■ Written tasks:
a – Answer these questions from the scouting reflection, one per line and marked (i), (ii), (iii): (i) Which number of the Scout Law is "A Scout is Reverent"? (ii) In what city did the writer decide in 1964 to seek the God and Country award? (iii) What does the writer call the period of moving from place to place, earning college degrees, and starting a family?
b – Please pick up the scouting reflection after its final sentence and continue it.

■ Document section:
━━━━

Today is Boy Scout Sunday. I was a Boy Scout for most of my youth. Much of what I learned as a Scout has served me well throughout my life. I have an appreciation for the world around us and many of the skills that I learned in scouting have been used time and time again.

But I have disassociated myself from the Scouting movement because I no longer think that the organization lives up to the standards that they required of me. They may be able to justify their decisions about who can and cannot be a scout and a scout leader but their justification shows a decided lack of knowledge about the world around us, human nature, and mankind. They have made moral judgments more out of fear than out of knowledge. It will not be up to me to say whether or not the decision made by the Boy Scouts are right or wrong; that decision will come from a Higher Court.

What I do know is that I probably would not be where I am today if it had not been for the Scouts in the 1960’s. The 12th Scout Law “A Scout is Reverent”, has been a part of my life almost from the first day that I started.

In 1964, while living in Montgomery, Alabama, I made the decision to seek the God and Country award. When we moved to Denver, Colorado, I began, with two others, the course of study that would lead to that award.

But after I finished the study and was given the award, I did nothing about it. For many years, the award itself was tucked away in a corner of my desk or in a drawer. I slowly found myself in what I have come to call my wilderness period. It was a period of time in which I moved from place to place, earned my college degrees, and started a family. But it was also a time in which I ignored the call that I received in Montgomery.

━━━━

■ Data provided:
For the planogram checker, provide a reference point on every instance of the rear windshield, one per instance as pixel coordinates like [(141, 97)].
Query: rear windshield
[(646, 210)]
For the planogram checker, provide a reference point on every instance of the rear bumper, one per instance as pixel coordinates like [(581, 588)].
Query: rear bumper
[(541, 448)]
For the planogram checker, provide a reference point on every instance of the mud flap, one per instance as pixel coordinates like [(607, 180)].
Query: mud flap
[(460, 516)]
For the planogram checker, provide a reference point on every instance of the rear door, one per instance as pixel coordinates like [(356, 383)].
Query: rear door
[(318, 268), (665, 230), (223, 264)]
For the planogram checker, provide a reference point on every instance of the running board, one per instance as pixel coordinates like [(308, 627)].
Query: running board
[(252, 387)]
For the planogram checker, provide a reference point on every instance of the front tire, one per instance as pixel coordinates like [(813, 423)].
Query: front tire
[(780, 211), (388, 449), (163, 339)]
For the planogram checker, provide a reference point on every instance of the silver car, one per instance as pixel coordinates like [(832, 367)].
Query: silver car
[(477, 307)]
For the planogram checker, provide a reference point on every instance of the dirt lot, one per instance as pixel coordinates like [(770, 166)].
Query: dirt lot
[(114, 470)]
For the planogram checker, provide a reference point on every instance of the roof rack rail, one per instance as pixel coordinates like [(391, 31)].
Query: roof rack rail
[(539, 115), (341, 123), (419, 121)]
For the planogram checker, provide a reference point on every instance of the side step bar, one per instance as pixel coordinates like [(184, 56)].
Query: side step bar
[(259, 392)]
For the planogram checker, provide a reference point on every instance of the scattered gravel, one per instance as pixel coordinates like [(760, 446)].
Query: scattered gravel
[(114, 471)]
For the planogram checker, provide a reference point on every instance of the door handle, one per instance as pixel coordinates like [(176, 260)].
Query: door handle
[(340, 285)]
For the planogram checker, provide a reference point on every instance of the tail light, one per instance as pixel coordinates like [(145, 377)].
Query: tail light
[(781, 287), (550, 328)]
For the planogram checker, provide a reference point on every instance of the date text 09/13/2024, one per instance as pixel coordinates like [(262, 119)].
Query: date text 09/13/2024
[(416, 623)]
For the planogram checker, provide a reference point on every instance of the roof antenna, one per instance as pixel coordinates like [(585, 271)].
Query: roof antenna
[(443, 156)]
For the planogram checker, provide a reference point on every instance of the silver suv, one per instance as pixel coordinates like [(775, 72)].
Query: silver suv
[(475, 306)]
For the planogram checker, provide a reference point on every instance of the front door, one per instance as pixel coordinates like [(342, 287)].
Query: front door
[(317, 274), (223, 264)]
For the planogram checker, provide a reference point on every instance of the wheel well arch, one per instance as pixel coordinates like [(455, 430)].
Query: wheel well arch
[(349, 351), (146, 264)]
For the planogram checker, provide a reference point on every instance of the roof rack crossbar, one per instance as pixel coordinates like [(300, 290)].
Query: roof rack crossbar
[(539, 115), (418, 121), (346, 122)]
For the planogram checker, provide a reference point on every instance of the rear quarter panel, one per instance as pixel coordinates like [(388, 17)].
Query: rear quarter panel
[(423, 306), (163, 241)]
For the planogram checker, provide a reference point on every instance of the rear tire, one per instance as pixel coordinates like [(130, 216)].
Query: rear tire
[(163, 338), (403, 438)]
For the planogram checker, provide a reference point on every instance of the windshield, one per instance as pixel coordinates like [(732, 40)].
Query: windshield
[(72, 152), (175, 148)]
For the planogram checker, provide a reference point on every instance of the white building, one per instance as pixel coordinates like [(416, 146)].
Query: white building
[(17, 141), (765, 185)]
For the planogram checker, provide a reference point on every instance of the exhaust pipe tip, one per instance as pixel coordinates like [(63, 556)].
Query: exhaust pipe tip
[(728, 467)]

━━━━

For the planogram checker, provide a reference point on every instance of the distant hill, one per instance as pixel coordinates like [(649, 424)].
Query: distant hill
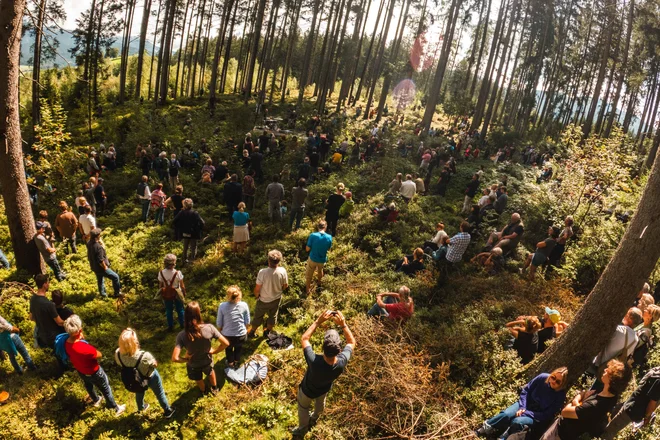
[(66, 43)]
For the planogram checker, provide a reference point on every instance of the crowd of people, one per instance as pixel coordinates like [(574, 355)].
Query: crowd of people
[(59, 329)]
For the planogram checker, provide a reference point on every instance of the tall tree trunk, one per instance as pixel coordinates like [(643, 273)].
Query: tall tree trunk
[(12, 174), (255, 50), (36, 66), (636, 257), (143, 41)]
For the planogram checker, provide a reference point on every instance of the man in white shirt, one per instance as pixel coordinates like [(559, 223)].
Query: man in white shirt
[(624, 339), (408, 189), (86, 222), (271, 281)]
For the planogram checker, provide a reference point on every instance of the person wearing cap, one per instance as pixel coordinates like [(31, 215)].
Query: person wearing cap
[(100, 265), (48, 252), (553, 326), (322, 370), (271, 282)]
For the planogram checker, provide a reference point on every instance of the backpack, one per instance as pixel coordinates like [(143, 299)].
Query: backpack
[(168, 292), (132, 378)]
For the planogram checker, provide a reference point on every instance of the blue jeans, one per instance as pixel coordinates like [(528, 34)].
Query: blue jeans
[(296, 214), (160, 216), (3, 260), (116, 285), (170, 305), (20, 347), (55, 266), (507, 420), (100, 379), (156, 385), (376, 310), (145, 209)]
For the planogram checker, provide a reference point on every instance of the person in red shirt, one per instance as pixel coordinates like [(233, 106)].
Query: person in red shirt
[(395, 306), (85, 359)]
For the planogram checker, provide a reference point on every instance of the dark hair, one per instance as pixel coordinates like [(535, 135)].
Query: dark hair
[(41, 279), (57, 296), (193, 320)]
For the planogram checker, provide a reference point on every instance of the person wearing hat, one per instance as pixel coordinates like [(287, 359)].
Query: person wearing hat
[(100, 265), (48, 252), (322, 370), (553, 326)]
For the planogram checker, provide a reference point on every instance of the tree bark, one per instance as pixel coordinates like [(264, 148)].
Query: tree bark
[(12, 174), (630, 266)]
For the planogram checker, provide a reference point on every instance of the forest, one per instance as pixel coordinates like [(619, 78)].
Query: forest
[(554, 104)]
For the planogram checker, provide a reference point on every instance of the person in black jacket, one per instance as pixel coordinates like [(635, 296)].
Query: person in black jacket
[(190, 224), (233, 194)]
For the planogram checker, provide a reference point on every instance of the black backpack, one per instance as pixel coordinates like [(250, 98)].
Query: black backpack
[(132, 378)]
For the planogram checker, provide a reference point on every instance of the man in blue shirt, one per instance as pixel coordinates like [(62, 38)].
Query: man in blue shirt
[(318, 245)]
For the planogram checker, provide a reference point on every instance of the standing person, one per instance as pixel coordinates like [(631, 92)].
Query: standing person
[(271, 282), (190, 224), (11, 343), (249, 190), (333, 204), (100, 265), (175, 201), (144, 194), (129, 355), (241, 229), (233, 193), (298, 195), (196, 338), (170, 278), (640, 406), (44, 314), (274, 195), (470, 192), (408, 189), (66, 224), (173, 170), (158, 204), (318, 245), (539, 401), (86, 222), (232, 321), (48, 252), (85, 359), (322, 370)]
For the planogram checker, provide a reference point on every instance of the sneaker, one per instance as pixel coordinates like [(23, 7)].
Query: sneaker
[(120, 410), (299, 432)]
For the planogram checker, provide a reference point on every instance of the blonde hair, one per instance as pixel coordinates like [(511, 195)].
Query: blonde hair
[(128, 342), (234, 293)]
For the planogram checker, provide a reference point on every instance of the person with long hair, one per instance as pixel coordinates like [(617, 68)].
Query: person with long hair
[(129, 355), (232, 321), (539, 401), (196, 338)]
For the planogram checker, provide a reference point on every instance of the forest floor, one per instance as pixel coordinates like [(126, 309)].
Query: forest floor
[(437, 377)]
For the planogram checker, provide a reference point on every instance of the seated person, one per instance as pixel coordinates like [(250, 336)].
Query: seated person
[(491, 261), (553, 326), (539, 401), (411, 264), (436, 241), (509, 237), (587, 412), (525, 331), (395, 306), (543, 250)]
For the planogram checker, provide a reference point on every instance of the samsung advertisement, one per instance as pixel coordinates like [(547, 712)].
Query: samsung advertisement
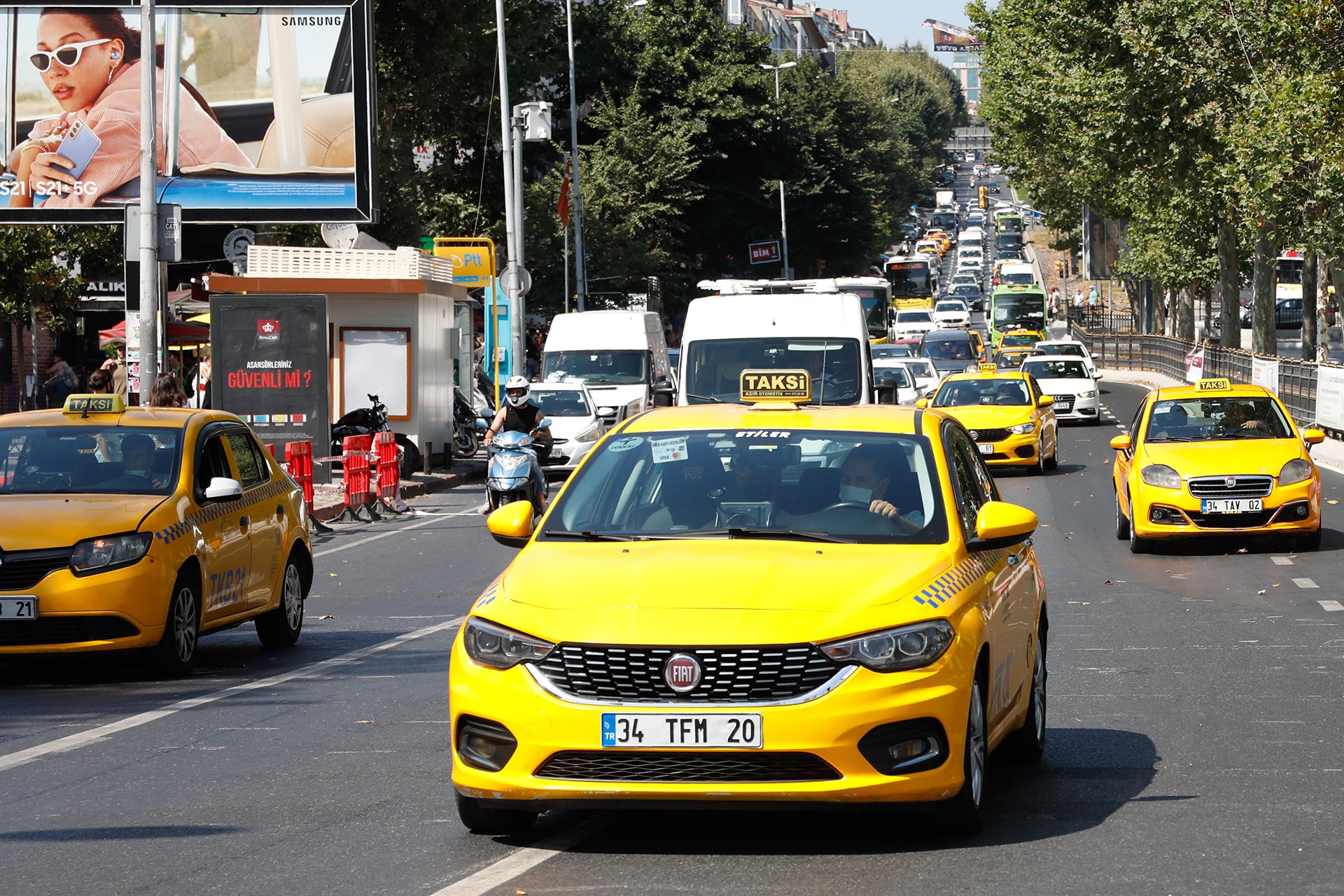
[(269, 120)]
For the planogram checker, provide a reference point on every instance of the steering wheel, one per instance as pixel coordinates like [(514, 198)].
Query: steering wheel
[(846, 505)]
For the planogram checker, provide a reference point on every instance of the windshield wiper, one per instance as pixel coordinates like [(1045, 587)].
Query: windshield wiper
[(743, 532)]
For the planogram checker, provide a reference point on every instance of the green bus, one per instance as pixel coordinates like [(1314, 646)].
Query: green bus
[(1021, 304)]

━━━━

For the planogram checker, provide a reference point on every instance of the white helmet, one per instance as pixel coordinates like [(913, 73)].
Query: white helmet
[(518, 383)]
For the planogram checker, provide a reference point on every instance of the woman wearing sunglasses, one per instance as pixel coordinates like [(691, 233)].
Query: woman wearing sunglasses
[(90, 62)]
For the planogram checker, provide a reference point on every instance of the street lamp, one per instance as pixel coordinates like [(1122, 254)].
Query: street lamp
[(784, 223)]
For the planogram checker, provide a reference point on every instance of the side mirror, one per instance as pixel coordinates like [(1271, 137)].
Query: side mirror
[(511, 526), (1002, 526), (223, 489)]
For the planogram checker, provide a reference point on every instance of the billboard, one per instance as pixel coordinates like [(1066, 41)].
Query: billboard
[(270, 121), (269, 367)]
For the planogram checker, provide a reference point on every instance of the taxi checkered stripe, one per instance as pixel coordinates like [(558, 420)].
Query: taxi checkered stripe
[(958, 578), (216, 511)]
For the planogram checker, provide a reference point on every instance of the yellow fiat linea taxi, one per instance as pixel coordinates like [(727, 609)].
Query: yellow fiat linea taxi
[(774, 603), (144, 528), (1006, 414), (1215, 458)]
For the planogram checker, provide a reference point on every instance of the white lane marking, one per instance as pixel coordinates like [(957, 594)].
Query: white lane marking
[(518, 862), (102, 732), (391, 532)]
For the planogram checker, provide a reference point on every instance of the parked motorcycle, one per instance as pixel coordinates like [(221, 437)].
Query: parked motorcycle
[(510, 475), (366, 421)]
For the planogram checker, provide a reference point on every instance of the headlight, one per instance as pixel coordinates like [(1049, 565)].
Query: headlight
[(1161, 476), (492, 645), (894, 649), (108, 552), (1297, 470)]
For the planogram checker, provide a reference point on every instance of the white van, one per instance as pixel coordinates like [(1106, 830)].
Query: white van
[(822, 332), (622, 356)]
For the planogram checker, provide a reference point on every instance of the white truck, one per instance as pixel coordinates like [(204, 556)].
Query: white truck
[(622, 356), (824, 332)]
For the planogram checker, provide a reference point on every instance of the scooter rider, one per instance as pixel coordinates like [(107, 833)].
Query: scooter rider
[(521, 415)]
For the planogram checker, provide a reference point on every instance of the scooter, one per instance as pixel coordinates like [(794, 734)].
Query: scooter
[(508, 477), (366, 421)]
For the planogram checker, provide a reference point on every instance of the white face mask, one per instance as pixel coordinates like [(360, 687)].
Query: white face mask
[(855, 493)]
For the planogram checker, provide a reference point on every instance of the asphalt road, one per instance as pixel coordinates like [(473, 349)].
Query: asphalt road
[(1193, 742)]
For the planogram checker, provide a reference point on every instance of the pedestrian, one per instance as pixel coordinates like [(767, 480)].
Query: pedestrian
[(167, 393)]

━━━━

■ Results by task:
a –
(i) The 12th
(ii) Montgomery, Alabama
(iii) The wilderness period

b –
I do not know what happened to the other two scouts that were in my God and Country class. I do not know what happened to the ten others who followed us in the second class. But one day, God called me to task and I promised that I would finish what I began with the completion of the course in 1965. So I began serving as the liturgist in the church where I was a member, making sure that I did so on the second Sunday in February. As it turned out, I didn’t always serve as the liturgist; some Sundays I was in the pulpit, serving as a Lay Minister. But I took to heart what I was taught some forty-three years ago and I have taken to heart the “rule” that a scout should do his very best.

I say this because 1) we all have been given the skills to learn and explore the world around us and 2) we have all experienced, to some extent, a period of living in wilderness. Yet we are afraid to use the skills we have been given, taught, and learned and the result is that we find ourselves lost. We find that we cannot choose the right path because we are afraid of what lies beyond the next corner. We seek easy answers for hard and complicated questions. We allow others to give answers that blame the problems of the world on others who are different from us in lifestyle, race, or economic status.

It is our fear that causes us to put aside what we know about God and lets the demands of the world around us dominate our lives. It is our fear that causes us to limit what we know about God so that we can justify what we say and what we do. In fear, we are limited. And in limiting what we can do and are willing to do, we are afraid to explore. We become afraid to find out what it is that God has called us to do. We are afraid to stand up and speak out against injustice and repression, even when a study of the Bible tells us that has been the common theme of mankind for thousands of years. We have changed the church from being an instrument of God’s plan for all mankind to being an instrument of ignorance, fear, exclusion, and repression.

We are reminded that temptations are a part of our life. And we are reminded today that, if we succumb to our temptations, then the plan of creation fails. If Jesus had given in to the temptations brought before Him by Satan during His period in the wilderness, then His ministry would have failed before it even began. (Matthew 4: 1 – 11) And if His ministry had failed or not even started, then our lives would not have the completeness that we so often seek. The creation that began in the Garden of Eden so many thousands of years ago would have been lost forever.

I cannot speak to the issue of whether or not God intended for mankind to eat of the tree of knowledge of good or evil. That is subject beyond what I know. God did give mankind a choice and mankind made the wrong choice. But we are given another choice.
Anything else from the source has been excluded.